▶ **Your goal**: Copy every entry as is. Leave images out.

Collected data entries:
# # # # # # #

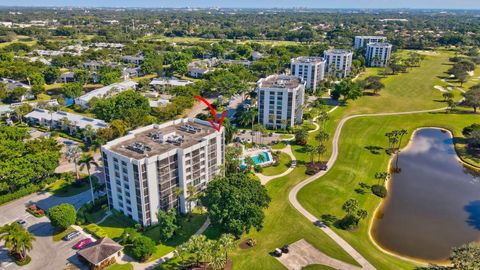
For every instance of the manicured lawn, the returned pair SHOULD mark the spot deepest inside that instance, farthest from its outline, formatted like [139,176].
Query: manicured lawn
[115,224]
[283,225]
[281,166]
[278,146]
[60,235]
[356,164]
[127,266]
[62,189]
[188,226]
[317,267]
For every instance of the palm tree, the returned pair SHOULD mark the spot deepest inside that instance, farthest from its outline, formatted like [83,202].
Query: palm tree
[17,239]
[72,154]
[87,160]
[227,243]
[191,191]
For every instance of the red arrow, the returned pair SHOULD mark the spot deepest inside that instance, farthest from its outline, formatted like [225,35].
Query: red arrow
[214,114]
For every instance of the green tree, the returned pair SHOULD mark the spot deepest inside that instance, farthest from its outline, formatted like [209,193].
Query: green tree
[62,216]
[167,224]
[472,97]
[466,257]
[235,203]
[143,247]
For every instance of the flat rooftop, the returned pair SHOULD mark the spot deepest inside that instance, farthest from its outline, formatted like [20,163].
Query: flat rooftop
[161,138]
[280,81]
[308,59]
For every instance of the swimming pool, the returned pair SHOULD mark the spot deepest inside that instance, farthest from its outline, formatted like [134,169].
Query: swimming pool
[267,159]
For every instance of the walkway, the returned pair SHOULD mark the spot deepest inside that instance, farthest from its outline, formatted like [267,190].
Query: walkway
[154,264]
[292,196]
[265,179]
[302,253]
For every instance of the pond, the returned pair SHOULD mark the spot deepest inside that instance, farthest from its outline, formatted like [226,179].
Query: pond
[433,202]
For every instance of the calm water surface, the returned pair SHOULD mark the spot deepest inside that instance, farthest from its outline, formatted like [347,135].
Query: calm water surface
[433,202]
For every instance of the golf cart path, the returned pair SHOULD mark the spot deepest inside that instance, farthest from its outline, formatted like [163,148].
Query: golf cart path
[292,196]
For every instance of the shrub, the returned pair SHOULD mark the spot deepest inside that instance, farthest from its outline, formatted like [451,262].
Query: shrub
[62,216]
[96,230]
[379,190]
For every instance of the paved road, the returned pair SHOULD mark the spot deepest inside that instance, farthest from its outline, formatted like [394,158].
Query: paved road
[292,196]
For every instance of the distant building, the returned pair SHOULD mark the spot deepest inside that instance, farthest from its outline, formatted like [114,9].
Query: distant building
[310,68]
[362,41]
[104,92]
[378,54]
[198,69]
[163,83]
[67,77]
[59,119]
[144,168]
[280,100]
[339,62]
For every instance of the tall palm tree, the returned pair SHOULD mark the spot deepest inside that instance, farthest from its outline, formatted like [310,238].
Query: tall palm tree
[87,160]
[17,239]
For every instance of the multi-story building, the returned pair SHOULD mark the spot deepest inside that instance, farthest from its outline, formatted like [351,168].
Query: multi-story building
[310,68]
[145,169]
[362,41]
[339,62]
[378,54]
[280,100]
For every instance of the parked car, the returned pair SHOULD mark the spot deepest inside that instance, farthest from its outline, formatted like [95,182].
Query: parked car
[71,235]
[22,222]
[277,252]
[82,243]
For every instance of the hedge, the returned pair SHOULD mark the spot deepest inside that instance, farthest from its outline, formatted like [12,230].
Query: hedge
[97,231]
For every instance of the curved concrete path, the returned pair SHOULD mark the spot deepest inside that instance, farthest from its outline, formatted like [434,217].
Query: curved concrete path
[292,196]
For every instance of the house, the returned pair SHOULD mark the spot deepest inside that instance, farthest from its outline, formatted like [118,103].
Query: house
[137,60]
[106,91]
[163,83]
[101,254]
[59,119]
[67,77]
[12,84]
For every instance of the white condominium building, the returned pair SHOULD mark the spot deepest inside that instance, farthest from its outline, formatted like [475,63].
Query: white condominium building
[310,68]
[339,62]
[145,169]
[378,54]
[362,41]
[280,100]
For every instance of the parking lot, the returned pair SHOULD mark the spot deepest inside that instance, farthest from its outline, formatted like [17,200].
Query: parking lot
[46,254]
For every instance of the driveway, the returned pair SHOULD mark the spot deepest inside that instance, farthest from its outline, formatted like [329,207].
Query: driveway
[46,254]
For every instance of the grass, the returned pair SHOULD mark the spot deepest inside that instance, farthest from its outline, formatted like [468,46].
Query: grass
[116,266]
[276,234]
[356,164]
[115,224]
[188,227]
[63,189]
[59,236]
[317,267]
[281,166]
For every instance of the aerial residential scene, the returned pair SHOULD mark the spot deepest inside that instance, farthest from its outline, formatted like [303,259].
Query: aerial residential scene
[244,135]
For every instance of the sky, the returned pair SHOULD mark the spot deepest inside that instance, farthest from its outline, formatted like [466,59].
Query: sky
[429,4]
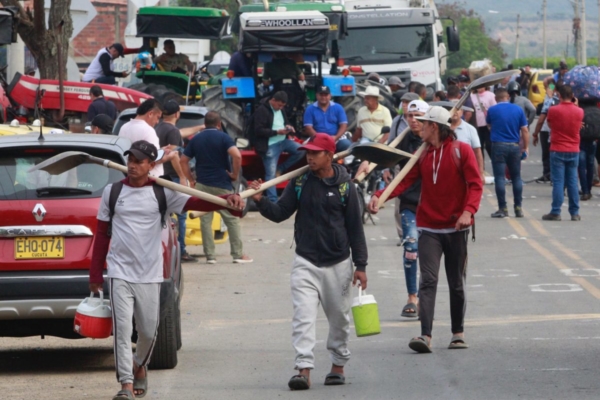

# # # # # # #

▶ **Your solution**:
For every instance of the manicured lawn, the returned pair SHOULD mark the spot deepest inside that instance, farthest from its outline, formatted like [139,176].
Query: manicured lawn
[115,224]
[283,225]
[281,166]
[278,146]
[60,235]
[356,164]
[127,266]
[62,189]
[188,226]
[317,267]
For every instance of the palm tree, the returned pair SHOULD mark the spot deepest inside that instance, farthest from its outline, formatted like [83,202].
Query: palm tree
[17,239]
[72,154]
[87,160]
[227,243]
[191,191]
For every instance of the red arrow, the returned pair SHOULD mark the spot deepest inside that instance, farthest from its outline, formatted like [225,35].
Query: red arrow
[214,114]
For every instance of the green tree, the returned pair SHOULD mark the spot deepest inside that instance, farthest from its outline, formatted like [209,193].
Query: green tree
[62,216]
[167,224]
[472,97]
[466,257]
[235,203]
[143,247]
For every instance of the flat rooftop, the returned pair SHOULD mark the spot deepest inside that instance, farthest from its outline, formatted like [20,163].
Query: flat rooftop
[161,138]
[280,81]
[308,59]
For every instance of the swimming pool, the returned pair SHOULD mark the spot deepest inside that instance, farthest from its outline, formatted like [134,169].
Query: swimming pool
[267,159]
For every instance of the walkway, the returned pair SHOULD mark the spot deepest inside that instance, farthest from its outline, formatted like [267,190].
Query: walkway
[154,264]
[292,196]
[265,179]
[302,253]
For every instance of the pond, the returned pair SHOULD mark the spot deepest inside that instance, farthest from its outline, formatted like [226,179].
Query: pond
[433,202]
For every instance of the calm water surface, the returned pair SHOULD mark the spot deepest inside that instance, farthest from its outline, formatted like [347,135].
Query: calm water surface
[433,202]
For every instance of the golf cart path, the returned pair SHOULD mark the spot deepest inside that instance, farthest from its outline, formatted like [163,148].
Query: golf cart path
[292,196]
For every instance of the shrub, the returned pair SHOULD mark the spot deepest inside that instance, farthest from its outline, formatted like [451,262].
Query: shrub
[62,216]
[96,230]
[379,190]
For every instance of the paved road, the returned pair SHOULD mark the spot deepest inside that instance, farthest from its outline, formatted like [394,158].
Query: paved road
[292,196]
For every instance of the distant building, the returned pair SHOULD mark the spot deepest inside that instance, farthest from its outline, formatted like [114,9].
Query: distant building
[310,68]
[362,41]
[104,92]
[378,54]
[198,69]
[163,83]
[67,77]
[59,119]
[144,168]
[280,100]
[339,62]
For every instance of the tall palm tree, the returned pair SHOULD mark the spot deepest inside that instance, farthest from its outline, formatted like [310,238].
Query: tall palm tree
[87,160]
[17,239]
For every instance of the multi-story building, the returned pair SHOULD mark the spot deepest inside that instance, farthest from its outline, formatted like [351,168].
Query: multi-story building
[310,68]
[145,169]
[362,41]
[339,62]
[378,54]
[280,100]
For every instance of the parked car, the returned pair SHOULD mark the spot deepest inside that instance, farthest from its outline, formatted like [95,182].
Query: parked car
[71,235]
[22,222]
[277,252]
[82,243]
For every instance of the hedge, the returned pair SHOULD mark the spot deepest inside that instance, farthest from its outline, formatted like [12,230].
Query: hedge
[97,231]
For every instance of the curved concrete path, the returned pair SHOULD mark the spot deepest inside that instance, farthest from its outline, formatted like [434,217].
Query: curved concrete path
[292,196]
For every instance of the house, the returned pair SHOULD mark the spot deepest inside that instance, farthest from its outline, formatted like [118,103].
Query: house
[137,60]
[106,91]
[163,83]
[101,254]
[59,119]
[67,77]
[12,84]
For every instance of the white condominium building, the returned pair SHOULD mark the spot deepest inside that instance, farthest from its outline, formatted like [475,63].
Query: white condominium building
[310,68]
[339,62]
[145,169]
[378,54]
[362,41]
[280,100]
For every instance of the parking lot, the returned pair SHOULD mark the spot deepest inside that instance, farthest from its outline, formatted like [17,200].
Query: parking lot
[46,254]
For every instance of the driveway, the returned pair SHOULD mark the spot deepest inside that instance, farthest from its outline, formatted like [329,207].
Query: driveway
[46,254]
For every instance of the grass, the returned pair SHOULD mark the spot deepest inside that instance, farthest from its outline, formatted like [468,46].
Query: grass
[116,266]
[276,234]
[356,164]
[115,224]
[188,227]
[63,189]
[59,236]
[317,267]
[281,166]
For every instance of the aerial residential scene, the returned pair SHOULD mark the spot deepest inside that instance, farthest from its outline, formatted like [303,259].
Query: aerial residential scene
[244,135]
For every instance of the sky, the returned pair SHOULD mark the spot deepest inside that instance, farthest from its outline, formatted like [466,59].
Query: sky
[429,4]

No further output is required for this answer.